# Selected extract
^^^^^^^^^^^^^^^^

The Lebanon War and the Discourse of Peace

by Aryeh Cohen

June 12, 2013 | 4:21 pm

In the wake of the Lebanon War (which started 31 years ago this week)  there was a tectonic shift in the political discourse in Israel. One of the aftershocks of this movement of the political plates created a fissure in the Religious Zionist community which opened a space for a religio-political discourse that privileged people over land, and opened the possibility of a territorial compromise for peace between Israel and Palestine. Ultimately, though the community of left of center religious zionists who privilege peace over territory survives, they won a few battles but are losing the war.

Two months before the start of the June 1982 Lebanon War, the Israeli army completed its withdrawal from Sinai. This withdrawal was accompanied by a paroxysm of religious and political activism, gnashing of teeth, tearing of clothes, mourning and wearing of sackcloth and ashes (sometimes literally). Under the banner of "There will be no retreat," the messianic Zionists of Gush Emunim tied their political triumph to a path to salvation which they and their spiritual leaders saw as dependent on expanding the territory of the Kingdom of Israel. In the wake of the withdrawal from Sinai, while most of Israel celebrated a new era of peace with Egypt, this community was in a state of shock and disbelief, not comprehending how the actual course of history had impacted their vision of that course.

It was with this baggage that religious Zionists went to war in Lebanon.

^^^^^^^^^^^^^^^^

# Dataset content
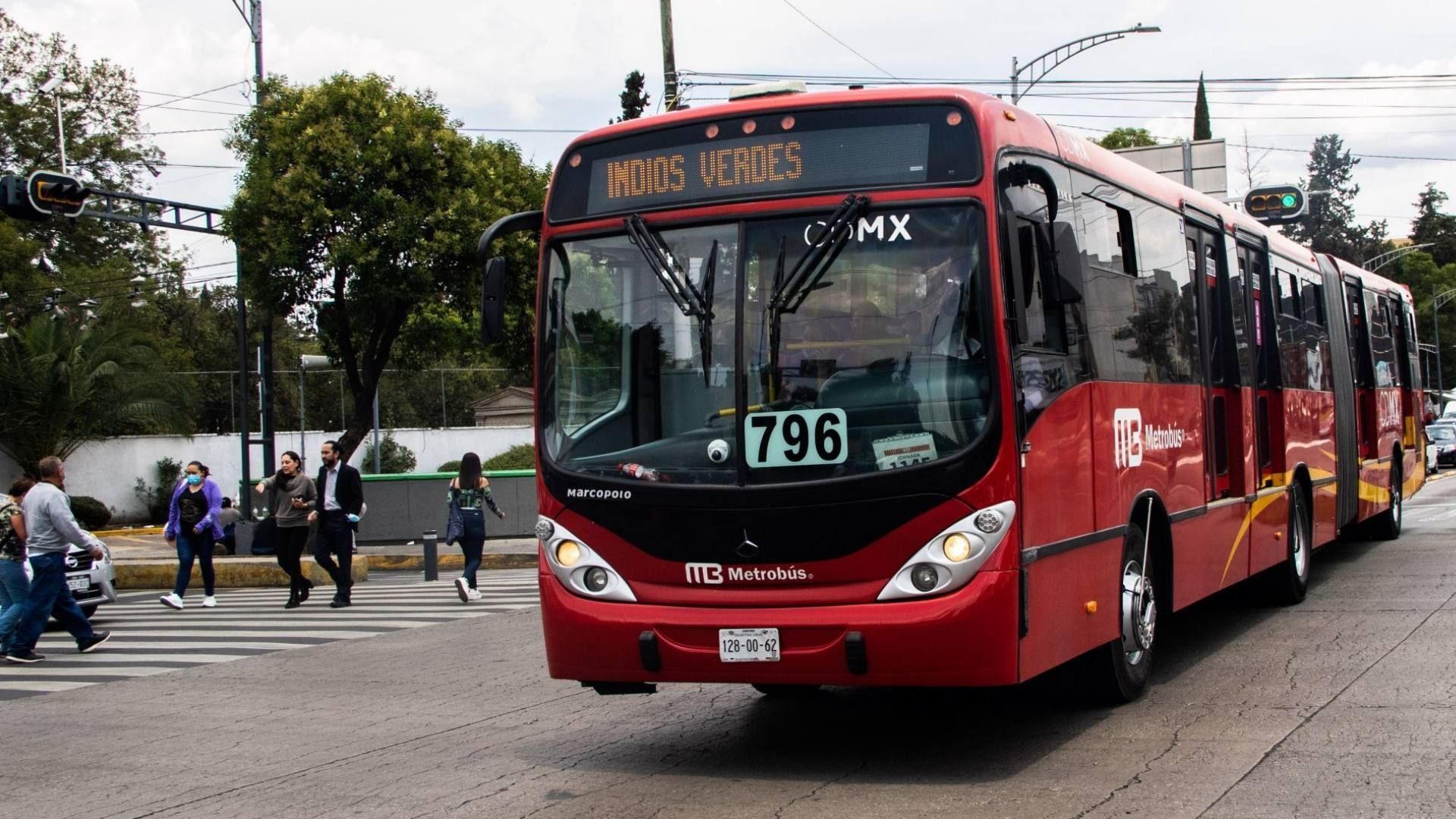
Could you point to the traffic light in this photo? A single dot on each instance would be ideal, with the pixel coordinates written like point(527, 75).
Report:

^^^^^^^^^^^^^^^^

Using the piece on the Lebanon War above, say whether each statement agrees with it, and give yes or no with the deciding words quoted: 1. The Israeli army finished withdrawing from Sinai two months before the Lebanon War began. 2. Gush Emunim rallied under the banner "There will be no peace." 3. The community of left-of-center religious Zionists who put peace before territory no longer exists.

# Solution to this exercise
1. Yes: "Two months before the start of the June 1982 Lebanon War, the Israeli army completed its withdrawal from Sinai."
2. No: "Under the banner of "There will be no retreat," the messianic Zionists of Gush Emunim tied their political triumph to a path to salvation"
3. No: "the community of left of center religious zionists who privilege peace over territory survives"